- **REQUIREMENT**: For every entry below, give it back exactly and leave out any image.

- **EXCERPTED RECORDS**:
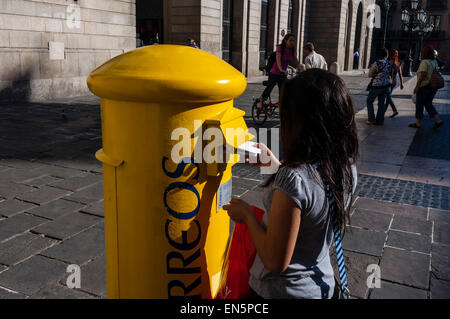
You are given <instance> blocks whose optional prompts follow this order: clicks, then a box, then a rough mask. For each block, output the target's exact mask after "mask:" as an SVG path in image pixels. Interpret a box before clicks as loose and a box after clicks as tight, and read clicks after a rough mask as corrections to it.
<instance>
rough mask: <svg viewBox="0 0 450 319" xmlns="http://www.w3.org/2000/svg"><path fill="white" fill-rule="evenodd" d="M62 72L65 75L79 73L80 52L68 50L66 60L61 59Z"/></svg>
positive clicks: (75, 73)
mask: <svg viewBox="0 0 450 319" xmlns="http://www.w3.org/2000/svg"><path fill="white" fill-rule="evenodd" d="M61 68H62V74H63V76H64V77H73V76H78V75H79V72H80V70H79V66H78V52H66V58H65V60H63V61H61Z"/></svg>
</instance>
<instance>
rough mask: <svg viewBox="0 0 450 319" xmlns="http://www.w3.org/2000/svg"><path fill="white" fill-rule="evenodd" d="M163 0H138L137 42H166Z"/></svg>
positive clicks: (137, 17) (152, 42)
mask: <svg viewBox="0 0 450 319" xmlns="http://www.w3.org/2000/svg"><path fill="white" fill-rule="evenodd" d="M163 16H164V3H163V0H150V1H149V0H136V37H137V44H140V45H149V44H154V43H164V38H163V37H164V30H163V26H164V20H163Z"/></svg>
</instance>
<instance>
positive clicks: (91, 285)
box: [80, 254, 106, 298]
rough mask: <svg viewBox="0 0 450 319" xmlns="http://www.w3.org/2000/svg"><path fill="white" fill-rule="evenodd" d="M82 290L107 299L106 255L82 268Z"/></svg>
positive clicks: (99, 257)
mask: <svg viewBox="0 0 450 319" xmlns="http://www.w3.org/2000/svg"><path fill="white" fill-rule="evenodd" d="M80 290H82V291H85V292H88V293H91V294H93V295H96V296H99V297H102V298H106V261H105V255H104V254H102V255H100V256H98V257H96V258H95V259H94V260H93V261H91V262H89V263H87V264H86V265H84V266H82V267H81V288H80Z"/></svg>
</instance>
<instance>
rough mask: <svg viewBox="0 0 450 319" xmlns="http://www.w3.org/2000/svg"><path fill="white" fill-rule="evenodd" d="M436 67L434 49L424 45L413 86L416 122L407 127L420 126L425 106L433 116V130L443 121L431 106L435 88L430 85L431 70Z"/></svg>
mask: <svg viewBox="0 0 450 319" xmlns="http://www.w3.org/2000/svg"><path fill="white" fill-rule="evenodd" d="M437 69H438V64H437V62H436V56H435V53H434V50H433V48H432V47H430V46H426V47H424V48H423V50H422V62H420V66H419V69H418V70H417V84H416V87H415V88H414V94H416V123H412V124H409V125H408V126H409V127H413V128H420V126H421V125H422V119H423V115H424V114H423V109H424V108H425V109H426V110H427V112H428V115H430V117H432V118H434V126H433V130H436V129H438V128H439V127H441V126H442V125H443V124H444V122H443V121H442V120H441V119H440V118H439V114H438V112H437V111H436V108H435V107H434V106H433V99H434V96H435V95H436V92H437V89H435V88H433V87H432V86H431V77H432V75H433V72H434V71H435V70H437Z"/></svg>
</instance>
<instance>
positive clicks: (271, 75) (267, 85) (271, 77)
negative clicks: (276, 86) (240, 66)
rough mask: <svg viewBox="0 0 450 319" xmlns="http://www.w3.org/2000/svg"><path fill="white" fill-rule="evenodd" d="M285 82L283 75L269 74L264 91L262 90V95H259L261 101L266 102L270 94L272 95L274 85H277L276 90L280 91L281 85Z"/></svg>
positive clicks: (277, 74)
mask: <svg viewBox="0 0 450 319" xmlns="http://www.w3.org/2000/svg"><path fill="white" fill-rule="evenodd" d="M285 80H286V75H285V74H273V73H270V72H269V79H268V82H269V83H268V84H267V87H266V89H265V90H264V92H263V94H262V95H261V96H262V98H263V100H264V101H265V100H267V98H268V97H269V96H270V93H272V90H273V88H274V87H275V85H278V89H279V90H280V91H281V88H282V87H283V83H284V81H285Z"/></svg>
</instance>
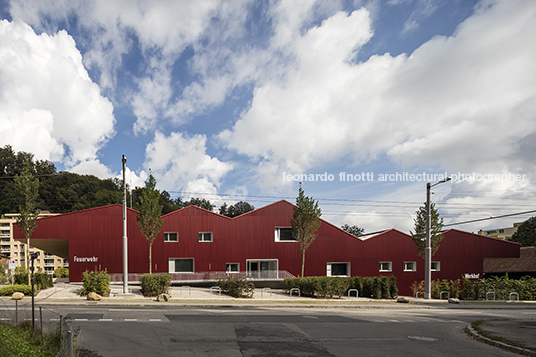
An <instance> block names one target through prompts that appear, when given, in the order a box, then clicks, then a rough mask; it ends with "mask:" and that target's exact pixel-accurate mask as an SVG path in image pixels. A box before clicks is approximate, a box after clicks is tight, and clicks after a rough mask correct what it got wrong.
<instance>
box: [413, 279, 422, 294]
mask: <svg viewBox="0 0 536 357" xmlns="http://www.w3.org/2000/svg"><path fill="white" fill-rule="evenodd" d="M411 292H412V293H413V296H417V293H419V296H421V297H422V296H423V294H420V293H424V280H421V281H414V282H413V284H411Z"/></svg>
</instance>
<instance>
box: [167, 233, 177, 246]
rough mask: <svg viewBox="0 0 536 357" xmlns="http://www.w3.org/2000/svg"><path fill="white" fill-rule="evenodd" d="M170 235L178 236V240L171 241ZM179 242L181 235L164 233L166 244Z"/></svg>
mask: <svg viewBox="0 0 536 357" xmlns="http://www.w3.org/2000/svg"><path fill="white" fill-rule="evenodd" d="M170 234H175V235H176V236H177V239H176V240H170V239H169V235H170ZM166 238H167V239H166ZM178 241H179V233H178V232H164V242H166V243H177V242H178Z"/></svg>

- **ANSWER FOR THIS EXERCISE**:
You are given <instance> blocks whose optional prompts follow this order: clicks, then a box, then a rough mask. For each block, output the target's exact mask after "mask:" as an SVG path in image pixels. Interpret a box before clicks as loose and a box after clicks as tight, and read clicks after a rough mask as corrections to it.
<instance>
rough mask: <svg viewBox="0 0 450 319" xmlns="http://www.w3.org/2000/svg"><path fill="white" fill-rule="evenodd" d="M62 72L65 75L79 73L80 52L68 50L66 60L61 59Z"/></svg>
positive clicks: (75, 73)
mask: <svg viewBox="0 0 450 319" xmlns="http://www.w3.org/2000/svg"><path fill="white" fill-rule="evenodd" d="M61 68H62V74H63V76H64V77H73V76H78V75H79V72H80V70H79V66H78V52H66V58H65V60H63V61H61Z"/></svg>
</instance>
<instance>
rough mask: <svg viewBox="0 0 450 319" xmlns="http://www.w3.org/2000/svg"><path fill="white" fill-rule="evenodd" d="M163 0H138L137 42H166Z"/></svg>
positive clicks: (137, 17) (152, 42)
mask: <svg viewBox="0 0 450 319" xmlns="http://www.w3.org/2000/svg"><path fill="white" fill-rule="evenodd" d="M163 16H164V3H163V0H150V1H149V0H136V37H137V44H140V45H149V44H154V43H164V38H163V37H164V30H163V26H164V20H163Z"/></svg>
</instance>
<instance>
positive clicks: (91, 285)
box: [80, 254, 106, 298]
rough mask: <svg viewBox="0 0 450 319" xmlns="http://www.w3.org/2000/svg"><path fill="white" fill-rule="evenodd" d="M82 290L107 299L106 255L82 268Z"/></svg>
positive clicks: (99, 257)
mask: <svg viewBox="0 0 450 319" xmlns="http://www.w3.org/2000/svg"><path fill="white" fill-rule="evenodd" d="M80 290H82V291H85V292H88V293H91V294H93V295H96V296H99V297H102V298H106V261H105V255H104V254H102V255H100V256H98V257H96V258H95V259H94V260H93V261H91V262H89V263H87V264H86V265H84V266H82V267H81V288H80Z"/></svg>
</instance>
<instance>
rough mask: <svg viewBox="0 0 450 319" xmlns="http://www.w3.org/2000/svg"><path fill="white" fill-rule="evenodd" d="M436 67L434 49L424 45L413 86L416 122L407 127L420 126L425 106L433 116V130L443 121L431 106L435 88L430 85L431 70Z"/></svg>
mask: <svg viewBox="0 0 450 319" xmlns="http://www.w3.org/2000/svg"><path fill="white" fill-rule="evenodd" d="M437 69H438V64H437V62H436V56H435V53H434V50H433V48H432V47H430V46H426V47H424V48H423V50H422V62H420V66H419V69H418V70H417V84H416V87H415V88H414V94H416V123H412V124H409V125H408V126H409V127H413V128H420V126H421V125H422V119H423V115H424V114H423V109H424V108H425V109H426V110H427V112H428V115H430V117H432V118H434V126H433V130H436V129H438V128H439V127H441V126H442V125H443V124H444V122H443V121H442V120H441V119H440V118H439V114H438V112H437V111H436V108H435V107H434V106H433V99H434V96H435V95H436V92H437V89H435V88H433V87H432V86H431V77H432V75H433V72H434V71H435V70H437Z"/></svg>
</instance>
<instance>
positive clicks: (271, 75) (267, 85) (271, 77)
negative clicks: (276, 86) (240, 66)
rough mask: <svg viewBox="0 0 450 319" xmlns="http://www.w3.org/2000/svg"><path fill="white" fill-rule="evenodd" d="M285 82L283 75L269 74L264 91L262 90V95H259L261 101L266 102L270 94L272 95L274 85H277L276 90L280 91L281 85Z"/></svg>
positive clicks: (277, 74)
mask: <svg viewBox="0 0 450 319" xmlns="http://www.w3.org/2000/svg"><path fill="white" fill-rule="evenodd" d="M285 80H286V75H285V74H273V73H270V72H269V79H268V82H269V83H268V84H267V87H266V89H265V90H264V92H263V94H262V95H261V96H262V98H263V100H264V101H265V100H267V98H268V97H269V96H270V93H272V90H273V88H274V87H275V85H278V89H279V90H280V91H281V88H282V87H283V83H284V81H285Z"/></svg>
</instance>
An <instance> block names one target through prompts that appear, when given, in the order a box, then clicks, then a rough mask; it ends with "mask:" and that target's exact pixel-accurate mask as an SVG path in image pixels. A box before clicks is approximate, a box after clicks is tight, and clicks after a rough mask correct what it got wrong.
<instance>
box: [413, 279, 422, 294]
mask: <svg viewBox="0 0 536 357" xmlns="http://www.w3.org/2000/svg"><path fill="white" fill-rule="evenodd" d="M411 292H412V293H413V296H417V293H419V296H421V297H422V296H423V294H420V293H424V280H421V281H414V282H413V284H411Z"/></svg>
</instance>
<instance>
box: [167, 233, 177, 246]
rough mask: <svg viewBox="0 0 536 357" xmlns="http://www.w3.org/2000/svg"><path fill="white" fill-rule="evenodd" d="M170 235L178 236V240L171 241ZM179 242L181 235L164 233L166 244Z"/></svg>
mask: <svg viewBox="0 0 536 357" xmlns="http://www.w3.org/2000/svg"><path fill="white" fill-rule="evenodd" d="M170 234H175V235H176V236H177V239H176V240H170V239H169V235H170ZM166 238H167V239H166ZM178 241H179V233H178V232H164V242H166V243H177V242H178Z"/></svg>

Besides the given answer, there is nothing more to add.